** What to do **
Locate every line in the records below that contains the word "column" and copy each of those lines out in full.

** Supplied material **
——
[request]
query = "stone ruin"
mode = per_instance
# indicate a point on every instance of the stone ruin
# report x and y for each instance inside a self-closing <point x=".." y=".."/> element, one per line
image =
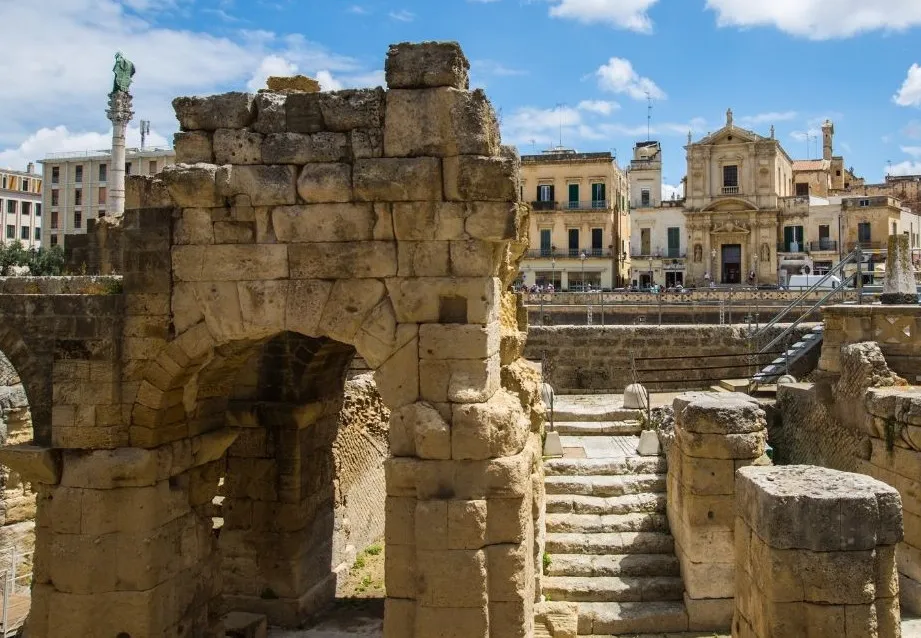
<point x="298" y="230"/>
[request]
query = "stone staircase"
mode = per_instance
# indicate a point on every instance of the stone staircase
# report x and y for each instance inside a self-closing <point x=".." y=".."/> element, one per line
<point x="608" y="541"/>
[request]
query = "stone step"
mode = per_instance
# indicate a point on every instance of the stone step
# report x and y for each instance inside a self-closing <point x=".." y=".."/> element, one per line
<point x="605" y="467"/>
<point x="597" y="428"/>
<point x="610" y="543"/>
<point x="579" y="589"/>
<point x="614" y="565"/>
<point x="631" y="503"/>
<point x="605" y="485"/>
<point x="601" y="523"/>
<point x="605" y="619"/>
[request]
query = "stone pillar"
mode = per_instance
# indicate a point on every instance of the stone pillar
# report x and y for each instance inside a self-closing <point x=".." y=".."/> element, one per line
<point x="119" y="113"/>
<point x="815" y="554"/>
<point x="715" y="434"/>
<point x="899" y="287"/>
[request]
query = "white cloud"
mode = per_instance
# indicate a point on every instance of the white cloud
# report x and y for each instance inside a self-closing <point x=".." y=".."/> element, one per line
——
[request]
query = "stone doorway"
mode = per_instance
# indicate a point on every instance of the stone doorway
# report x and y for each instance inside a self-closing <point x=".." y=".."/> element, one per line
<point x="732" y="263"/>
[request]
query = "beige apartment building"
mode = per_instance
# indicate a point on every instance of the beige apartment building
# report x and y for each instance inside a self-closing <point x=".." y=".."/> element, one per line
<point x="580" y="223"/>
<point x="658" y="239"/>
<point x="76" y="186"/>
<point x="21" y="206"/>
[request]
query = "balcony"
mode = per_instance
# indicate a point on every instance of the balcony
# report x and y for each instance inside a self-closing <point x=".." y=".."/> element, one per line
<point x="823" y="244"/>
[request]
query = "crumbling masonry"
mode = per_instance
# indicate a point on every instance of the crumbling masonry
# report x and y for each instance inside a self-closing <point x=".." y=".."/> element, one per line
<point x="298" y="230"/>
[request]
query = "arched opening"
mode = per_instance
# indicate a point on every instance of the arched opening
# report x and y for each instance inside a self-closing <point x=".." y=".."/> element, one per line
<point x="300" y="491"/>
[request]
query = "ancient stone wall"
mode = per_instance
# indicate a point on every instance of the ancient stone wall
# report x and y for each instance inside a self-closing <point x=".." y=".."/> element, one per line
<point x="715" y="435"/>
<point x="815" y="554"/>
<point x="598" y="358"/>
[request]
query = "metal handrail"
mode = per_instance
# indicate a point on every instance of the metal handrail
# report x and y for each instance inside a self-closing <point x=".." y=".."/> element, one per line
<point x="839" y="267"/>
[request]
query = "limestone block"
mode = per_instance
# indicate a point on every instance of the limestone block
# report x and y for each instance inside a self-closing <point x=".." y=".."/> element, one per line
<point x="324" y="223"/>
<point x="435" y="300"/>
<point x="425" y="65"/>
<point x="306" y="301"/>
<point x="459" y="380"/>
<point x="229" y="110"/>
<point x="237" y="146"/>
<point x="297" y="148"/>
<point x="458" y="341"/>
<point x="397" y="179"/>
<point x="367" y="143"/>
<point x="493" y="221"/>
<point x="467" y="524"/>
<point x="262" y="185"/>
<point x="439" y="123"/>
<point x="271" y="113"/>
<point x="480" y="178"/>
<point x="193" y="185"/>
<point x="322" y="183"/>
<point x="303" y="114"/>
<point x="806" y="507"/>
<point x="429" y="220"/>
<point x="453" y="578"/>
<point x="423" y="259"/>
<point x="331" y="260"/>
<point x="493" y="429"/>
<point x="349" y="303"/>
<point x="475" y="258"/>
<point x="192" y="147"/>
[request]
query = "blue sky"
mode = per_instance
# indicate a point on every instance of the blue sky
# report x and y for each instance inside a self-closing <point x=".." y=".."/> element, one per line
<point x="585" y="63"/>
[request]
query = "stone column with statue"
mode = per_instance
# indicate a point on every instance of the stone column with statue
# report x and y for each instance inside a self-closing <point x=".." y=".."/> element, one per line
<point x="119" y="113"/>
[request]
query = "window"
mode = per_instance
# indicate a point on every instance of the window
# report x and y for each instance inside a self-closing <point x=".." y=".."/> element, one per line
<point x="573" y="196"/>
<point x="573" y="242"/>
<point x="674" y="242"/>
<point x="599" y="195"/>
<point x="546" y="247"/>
——
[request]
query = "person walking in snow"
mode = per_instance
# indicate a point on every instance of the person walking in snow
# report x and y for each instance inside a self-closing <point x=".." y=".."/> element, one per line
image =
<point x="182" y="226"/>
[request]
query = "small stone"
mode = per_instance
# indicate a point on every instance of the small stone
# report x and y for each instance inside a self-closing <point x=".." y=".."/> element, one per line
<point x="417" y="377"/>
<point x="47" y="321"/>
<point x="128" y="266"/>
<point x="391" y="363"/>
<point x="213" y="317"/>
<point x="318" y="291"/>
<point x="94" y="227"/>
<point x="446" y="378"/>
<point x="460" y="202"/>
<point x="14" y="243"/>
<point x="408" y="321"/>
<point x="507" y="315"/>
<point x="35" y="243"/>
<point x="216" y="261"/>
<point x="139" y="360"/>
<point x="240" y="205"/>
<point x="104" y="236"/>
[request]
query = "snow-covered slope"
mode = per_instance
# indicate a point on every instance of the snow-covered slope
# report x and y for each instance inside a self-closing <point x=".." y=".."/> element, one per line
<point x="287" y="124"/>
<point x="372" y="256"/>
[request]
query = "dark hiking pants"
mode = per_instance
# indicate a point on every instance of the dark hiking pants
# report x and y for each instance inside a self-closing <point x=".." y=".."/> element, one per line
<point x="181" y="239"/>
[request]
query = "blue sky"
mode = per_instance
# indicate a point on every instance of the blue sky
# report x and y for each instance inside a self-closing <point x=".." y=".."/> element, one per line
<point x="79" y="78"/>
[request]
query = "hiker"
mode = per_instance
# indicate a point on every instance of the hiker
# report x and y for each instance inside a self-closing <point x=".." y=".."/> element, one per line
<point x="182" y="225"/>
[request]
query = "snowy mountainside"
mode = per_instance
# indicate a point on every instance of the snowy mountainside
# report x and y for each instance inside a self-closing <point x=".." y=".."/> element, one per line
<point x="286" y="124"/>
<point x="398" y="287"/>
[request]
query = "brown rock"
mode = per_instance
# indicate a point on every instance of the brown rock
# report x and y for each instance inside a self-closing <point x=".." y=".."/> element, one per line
——
** The response **
query = "stone column with statue"
# indicate a point on every instance of the stone column with statue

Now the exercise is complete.